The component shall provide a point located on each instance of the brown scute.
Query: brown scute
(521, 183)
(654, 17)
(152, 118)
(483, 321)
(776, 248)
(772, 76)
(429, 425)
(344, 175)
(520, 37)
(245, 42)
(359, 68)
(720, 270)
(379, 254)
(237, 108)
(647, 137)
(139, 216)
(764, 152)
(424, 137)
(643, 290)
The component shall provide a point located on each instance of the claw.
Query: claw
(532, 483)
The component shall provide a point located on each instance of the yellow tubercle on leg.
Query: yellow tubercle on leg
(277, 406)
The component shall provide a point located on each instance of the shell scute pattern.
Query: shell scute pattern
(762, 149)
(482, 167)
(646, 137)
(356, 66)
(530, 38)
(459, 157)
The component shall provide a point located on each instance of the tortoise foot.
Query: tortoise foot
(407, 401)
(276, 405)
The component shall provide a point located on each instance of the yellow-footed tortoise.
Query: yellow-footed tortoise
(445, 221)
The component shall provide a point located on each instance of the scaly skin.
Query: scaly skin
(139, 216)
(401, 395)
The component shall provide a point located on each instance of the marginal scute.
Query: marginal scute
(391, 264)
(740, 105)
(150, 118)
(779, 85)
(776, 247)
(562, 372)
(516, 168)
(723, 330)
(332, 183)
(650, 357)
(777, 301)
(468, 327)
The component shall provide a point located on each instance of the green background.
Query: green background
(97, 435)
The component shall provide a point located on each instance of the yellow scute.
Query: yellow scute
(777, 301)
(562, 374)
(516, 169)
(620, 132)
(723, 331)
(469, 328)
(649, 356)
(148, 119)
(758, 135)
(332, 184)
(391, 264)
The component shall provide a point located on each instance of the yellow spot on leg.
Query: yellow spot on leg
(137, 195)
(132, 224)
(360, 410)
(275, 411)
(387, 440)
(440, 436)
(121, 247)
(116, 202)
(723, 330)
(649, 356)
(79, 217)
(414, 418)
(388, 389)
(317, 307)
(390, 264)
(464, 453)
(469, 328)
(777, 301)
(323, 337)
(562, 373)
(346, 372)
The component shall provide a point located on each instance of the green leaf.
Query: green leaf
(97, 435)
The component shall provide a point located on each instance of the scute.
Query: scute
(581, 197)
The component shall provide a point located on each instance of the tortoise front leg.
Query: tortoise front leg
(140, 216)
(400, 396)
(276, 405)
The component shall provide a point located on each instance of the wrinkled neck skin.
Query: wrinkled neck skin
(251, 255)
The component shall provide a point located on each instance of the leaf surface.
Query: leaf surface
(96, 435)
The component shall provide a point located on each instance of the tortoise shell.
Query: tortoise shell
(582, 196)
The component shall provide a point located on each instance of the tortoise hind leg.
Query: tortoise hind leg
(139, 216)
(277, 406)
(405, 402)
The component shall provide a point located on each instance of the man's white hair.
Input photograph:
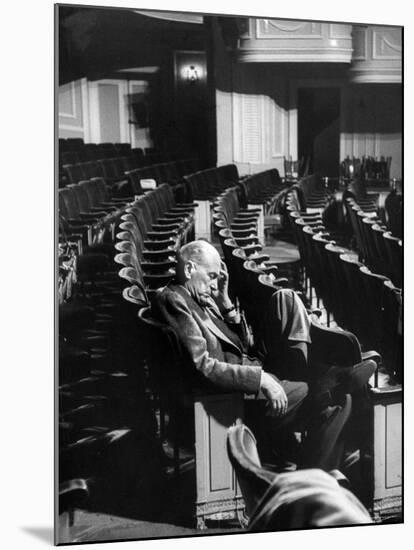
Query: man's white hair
(196, 251)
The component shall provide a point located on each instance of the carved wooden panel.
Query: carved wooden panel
(377, 55)
(387, 449)
(290, 30)
(360, 43)
(216, 479)
(70, 109)
(284, 40)
(387, 43)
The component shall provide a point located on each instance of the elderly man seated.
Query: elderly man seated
(197, 306)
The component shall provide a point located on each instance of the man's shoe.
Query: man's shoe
(342, 380)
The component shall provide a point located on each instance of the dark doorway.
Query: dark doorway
(318, 129)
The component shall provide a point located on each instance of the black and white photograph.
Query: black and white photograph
(204, 217)
(229, 274)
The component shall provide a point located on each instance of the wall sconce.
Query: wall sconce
(190, 68)
(192, 74)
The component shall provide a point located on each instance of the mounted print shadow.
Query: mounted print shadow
(229, 274)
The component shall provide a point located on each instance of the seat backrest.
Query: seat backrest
(71, 204)
(254, 480)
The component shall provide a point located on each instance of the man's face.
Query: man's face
(203, 278)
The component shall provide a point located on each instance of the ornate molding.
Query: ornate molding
(360, 43)
(73, 113)
(296, 41)
(382, 40)
(286, 31)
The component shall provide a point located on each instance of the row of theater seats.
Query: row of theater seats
(74, 150)
(378, 248)
(253, 277)
(116, 171)
(368, 168)
(360, 300)
(106, 414)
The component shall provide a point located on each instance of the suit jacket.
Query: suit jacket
(214, 351)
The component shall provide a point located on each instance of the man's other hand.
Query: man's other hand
(275, 394)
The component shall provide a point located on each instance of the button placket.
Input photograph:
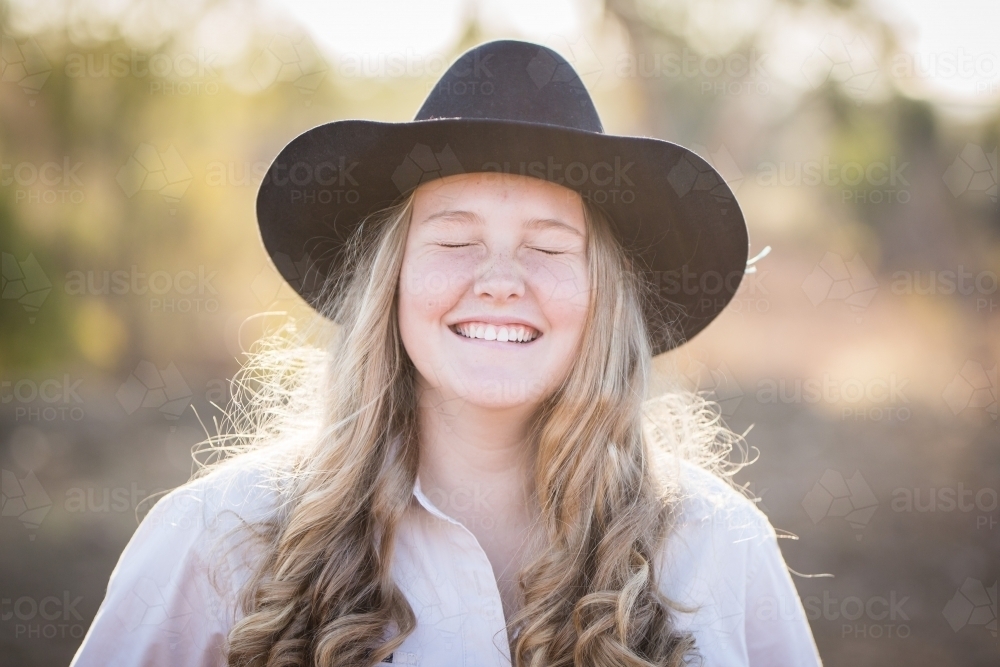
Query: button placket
(470, 559)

# # #

Copy all of the rows above word for word, leaving out the pictures.

RESULT =
The component shall provide a point located on each instance of the brown scute.
Query: brown scute
(521, 183)
(654, 17)
(152, 118)
(483, 321)
(776, 248)
(772, 76)
(429, 425)
(344, 175)
(520, 37)
(245, 42)
(359, 68)
(720, 270)
(379, 254)
(237, 108)
(647, 137)
(139, 216)
(764, 152)
(424, 137)
(643, 290)
The component shall provide a point located on each instance of the claw.
Query: claw
(532, 483)
The component shall provide a point located on each instance of the yellow tubercle on leg.
Query: yellow tubercle on leg
(277, 406)
The component shall provide a point located on each instance of the shell scute pattern.
Query: shell scute pattern
(762, 149)
(482, 167)
(646, 137)
(356, 66)
(530, 38)
(459, 157)
The component shall provide a point located on each instance of the tortoise foot.
Query: tortoise foot
(407, 401)
(276, 405)
The component shall provide a point located on each instance of the yellow-footed tortoise.
Query: yellow-footed tortoise
(445, 221)
The component shall provide a point located on each instance of the scaly skin.
Query: scaly skin
(139, 216)
(401, 395)
The component shall provide a point located on each instance of the marginal scute.
Query: marginal scute
(391, 264)
(740, 105)
(150, 118)
(779, 85)
(776, 247)
(562, 372)
(516, 168)
(723, 330)
(332, 183)
(650, 357)
(777, 301)
(468, 327)
The component shall provide a point located on each instance of the green background.
Query: green background
(97, 435)
The component shall provide a point located on each instance of the yellow scute.
Query: yellow scute
(777, 301)
(562, 374)
(516, 169)
(620, 132)
(723, 331)
(469, 328)
(649, 356)
(148, 119)
(758, 135)
(332, 184)
(391, 264)
The component shall provide a point located on each instance of the yellow spot on leg.
Query: yellow spot on leg
(137, 195)
(132, 224)
(360, 410)
(275, 411)
(387, 440)
(440, 436)
(121, 247)
(116, 202)
(723, 330)
(649, 356)
(79, 217)
(414, 418)
(388, 389)
(317, 307)
(390, 264)
(464, 453)
(469, 328)
(777, 301)
(323, 337)
(562, 373)
(346, 372)
The component shall provide a point located on each instance of the green leaf.
Query: green leaf
(97, 435)
The component shall provide a point located on each instance of the scute.
Query: scute
(581, 197)
The component shall provide a point located on each instance of the tortoise front leg.
Query: tortoise front leg
(140, 216)
(400, 396)
(276, 405)
The component shall provide a point located on each instance of the wrinkled neck skin.
Query: wrinkled neck skin
(251, 255)
The component shall provide a point located on each instance of the leaf surface.
Query: leaf surface
(96, 435)
The component shall provide a point located on each instance of the tortoise shell.
Query: tortoise shell
(582, 196)
The component shall provide a point located on each instance of the tortoise hind leg.
Query: tortoise hind leg
(139, 216)
(277, 406)
(405, 402)
The component shall provide a point located on each instance of the man's white hair.
Input photograph:
Query: man's white hair
(196, 251)
The component shall provide a point located on each instance of the carved wooden panel.
Query: carved wooden panel
(377, 55)
(387, 449)
(290, 30)
(360, 43)
(216, 479)
(70, 109)
(284, 40)
(387, 43)
The component shall provide a point located on each instance of the elderly man seated.
Query: elderly man seated
(197, 306)
The component shall provide a point located on each instance of the man's shoe.
Query: man's shoe
(342, 380)
The component shall provide a point located on each instance of the dark doorway.
Query: dark doorway
(318, 129)
The component shall provide a point located on each instance of the black and white photograph.
Query: black and white photograph
(204, 217)
(229, 274)
The component shall provide a point located on each instance of the wall sconce.
Query: wall sconce
(190, 68)
(192, 74)
The component shall provide a point located on each instance of the mounted print shadow.
Query: mounted print shadow
(229, 274)
The component shall provide a point located on each instance of the seat backrest.
Query: seat backrest
(71, 204)
(254, 480)
The component shall provide a point located on each instance of the man's face.
Query: man's face
(203, 278)
The component shall provide a point located on each instance of the ornate molding.
Query: ornate molding
(360, 43)
(73, 113)
(296, 41)
(382, 40)
(286, 31)
The component shall provide a point located on each instance of the row of theater seats.
Query: row of theater seats
(74, 150)
(378, 248)
(253, 277)
(116, 171)
(368, 168)
(360, 300)
(106, 414)
The component shall provide a point located on each instance of the suit jacket.
Query: suit jacket
(214, 351)
The component shall provide a point located on each instance of the man's other hand.
Query: man's other hand
(275, 394)
The component shall provide a point located on each instance of the button placket.
Input photograph:
Query: button placket
(470, 559)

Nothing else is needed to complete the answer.